● Items:
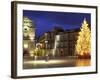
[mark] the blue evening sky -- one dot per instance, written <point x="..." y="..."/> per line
<point x="45" y="21"/>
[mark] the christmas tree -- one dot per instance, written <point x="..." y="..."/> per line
<point x="83" y="44"/>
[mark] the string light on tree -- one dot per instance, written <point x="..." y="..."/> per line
<point x="83" y="45"/>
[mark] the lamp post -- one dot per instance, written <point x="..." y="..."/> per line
<point x="46" y="46"/>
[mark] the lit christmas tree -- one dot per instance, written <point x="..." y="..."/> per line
<point x="83" y="45"/>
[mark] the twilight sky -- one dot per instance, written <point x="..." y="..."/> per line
<point x="45" y="21"/>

● What the task requires: Transcribe all of the rows above character for character, omitting the picture.

● Problem solution:
[mark] the blue evening sky -- one dot per instance, written <point x="..." y="..."/> per line
<point x="45" y="21"/>
[mark] the christmas tree -- one dot per instance, written <point x="..." y="..."/> per line
<point x="83" y="44"/>
[mark] the string light on tree -- one dot per instance, written <point x="..." y="..."/> per line
<point x="83" y="45"/>
[mark] the lamp post -- one dot per instance, written <point x="..." y="..."/> per line
<point x="46" y="46"/>
[mark] the lit christmas tree -- one dot per instance, written <point x="..." y="..."/> per line
<point x="83" y="45"/>
[mark] the twilight sky -- one dot per instance, written <point x="..." y="..."/> per line
<point x="45" y="21"/>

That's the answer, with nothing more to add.